Output every record exactly, apart from its images.

[Data provided — start]

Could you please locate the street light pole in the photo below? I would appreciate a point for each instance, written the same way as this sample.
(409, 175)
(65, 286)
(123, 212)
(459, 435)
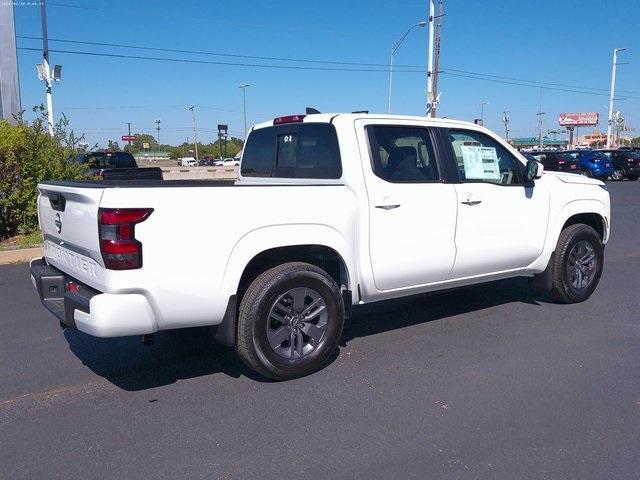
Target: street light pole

[Data provided — finish]

» **Response area**
Could you please locate the street light pole in the photo below? I would appreciate a point for each instance, written the same way as this sample.
(409, 175)
(65, 286)
(123, 212)
(459, 435)
Target: street light pole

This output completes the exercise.